*Exercise input*:

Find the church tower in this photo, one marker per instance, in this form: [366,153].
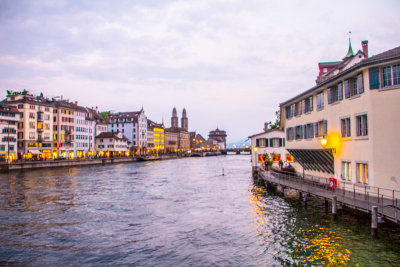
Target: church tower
[174,118]
[184,120]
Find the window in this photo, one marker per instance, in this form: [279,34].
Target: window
[354,86]
[299,132]
[290,133]
[346,171]
[362,125]
[345,127]
[362,173]
[320,128]
[335,93]
[308,131]
[308,104]
[261,142]
[391,75]
[289,112]
[276,142]
[320,100]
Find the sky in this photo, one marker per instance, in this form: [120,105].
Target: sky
[229,63]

*Instructions to follow*: Copy out only the stretch of entries that opens with the line containing "Find the window" and closes at the end of the entries, replacing "marker" with "point" and leaving everything else unchanged.

*Exercise output*:
Find the window in this photo, one point per instance, in this form: [279,34].
Target: window
[354,86]
[299,132]
[290,133]
[346,171]
[362,125]
[345,127]
[362,173]
[320,128]
[335,93]
[308,131]
[308,104]
[261,142]
[391,75]
[289,112]
[276,142]
[320,100]
Find the sky in this photo, one point per instance, in this form: [120,105].
Target: sky
[229,63]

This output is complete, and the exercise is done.